Stored data entries:

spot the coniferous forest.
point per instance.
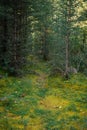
(43, 64)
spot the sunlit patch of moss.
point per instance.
(53, 102)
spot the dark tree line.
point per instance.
(54, 31)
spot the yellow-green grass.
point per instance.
(40, 102)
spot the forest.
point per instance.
(43, 64)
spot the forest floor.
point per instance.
(42, 102)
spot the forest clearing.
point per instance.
(43, 64)
(40, 102)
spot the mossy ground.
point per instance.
(40, 102)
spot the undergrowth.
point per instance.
(41, 102)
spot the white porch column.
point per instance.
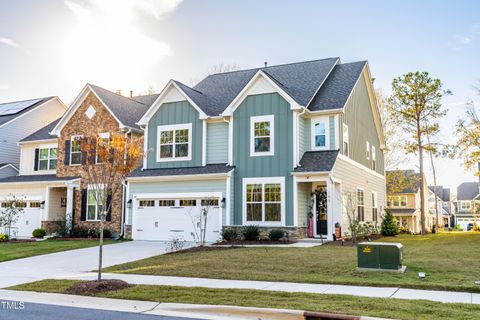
(69, 212)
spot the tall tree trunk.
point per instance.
(422, 189)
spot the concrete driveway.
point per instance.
(69, 263)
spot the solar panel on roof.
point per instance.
(16, 107)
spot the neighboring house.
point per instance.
(52, 180)
(19, 119)
(444, 205)
(467, 204)
(267, 146)
(405, 204)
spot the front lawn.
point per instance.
(16, 250)
(374, 307)
(450, 261)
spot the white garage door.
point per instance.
(28, 220)
(165, 219)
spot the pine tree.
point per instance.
(389, 224)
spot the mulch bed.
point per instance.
(88, 288)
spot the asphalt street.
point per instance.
(33, 311)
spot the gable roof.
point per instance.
(22, 106)
(467, 191)
(442, 193)
(127, 111)
(42, 134)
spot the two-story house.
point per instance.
(269, 146)
(405, 202)
(52, 180)
(19, 119)
(441, 202)
(467, 205)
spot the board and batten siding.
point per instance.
(172, 113)
(278, 165)
(23, 126)
(359, 118)
(217, 142)
(177, 186)
(353, 176)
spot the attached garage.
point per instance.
(177, 216)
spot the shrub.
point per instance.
(251, 233)
(276, 234)
(229, 234)
(389, 224)
(39, 233)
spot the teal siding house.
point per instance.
(279, 147)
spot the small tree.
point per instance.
(416, 100)
(389, 224)
(9, 214)
(109, 160)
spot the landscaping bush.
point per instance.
(3, 237)
(251, 233)
(39, 233)
(389, 224)
(229, 234)
(276, 234)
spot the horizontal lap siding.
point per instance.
(217, 142)
(218, 185)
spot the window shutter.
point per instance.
(109, 202)
(35, 165)
(83, 212)
(66, 160)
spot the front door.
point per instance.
(321, 210)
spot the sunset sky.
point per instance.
(54, 47)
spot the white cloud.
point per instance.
(9, 42)
(106, 42)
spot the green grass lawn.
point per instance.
(374, 307)
(16, 250)
(450, 261)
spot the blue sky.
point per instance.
(54, 47)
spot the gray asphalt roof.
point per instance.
(42, 134)
(37, 102)
(317, 161)
(467, 191)
(128, 110)
(300, 80)
(208, 169)
(335, 91)
(36, 178)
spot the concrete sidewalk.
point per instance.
(212, 312)
(362, 291)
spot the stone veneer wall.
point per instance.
(80, 124)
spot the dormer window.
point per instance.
(174, 142)
(262, 136)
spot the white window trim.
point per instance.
(270, 118)
(266, 180)
(313, 122)
(174, 127)
(72, 138)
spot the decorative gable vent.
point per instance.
(90, 112)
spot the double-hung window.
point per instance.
(320, 133)
(361, 204)
(174, 142)
(94, 205)
(76, 150)
(262, 133)
(264, 200)
(345, 140)
(47, 159)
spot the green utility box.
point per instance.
(380, 256)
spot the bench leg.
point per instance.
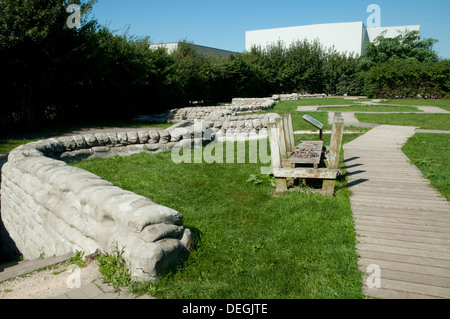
(280, 185)
(328, 187)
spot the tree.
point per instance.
(35, 47)
(407, 45)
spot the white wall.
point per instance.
(391, 32)
(345, 37)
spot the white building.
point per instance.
(173, 46)
(348, 37)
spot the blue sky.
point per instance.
(222, 24)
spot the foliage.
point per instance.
(430, 153)
(78, 259)
(409, 79)
(51, 73)
(114, 269)
(405, 46)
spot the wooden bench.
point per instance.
(308, 160)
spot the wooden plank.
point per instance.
(301, 172)
(281, 138)
(289, 130)
(302, 150)
(274, 147)
(336, 141)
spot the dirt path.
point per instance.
(48, 283)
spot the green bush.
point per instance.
(408, 79)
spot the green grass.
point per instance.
(431, 154)
(249, 244)
(443, 103)
(372, 108)
(7, 146)
(423, 121)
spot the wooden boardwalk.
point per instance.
(402, 223)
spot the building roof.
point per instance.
(172, 46)
(346, 37)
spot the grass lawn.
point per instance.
(443, 103)
(372, 108)
(431, 154)
(423, 121)
(250, 244)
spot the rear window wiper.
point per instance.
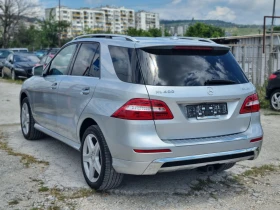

▶ Problem requirements
Search the data for the word "house" and copy each line where it appears.

▶ Your solution
spot the neighboring house.
spot the two-story house.
spot the teal siding house.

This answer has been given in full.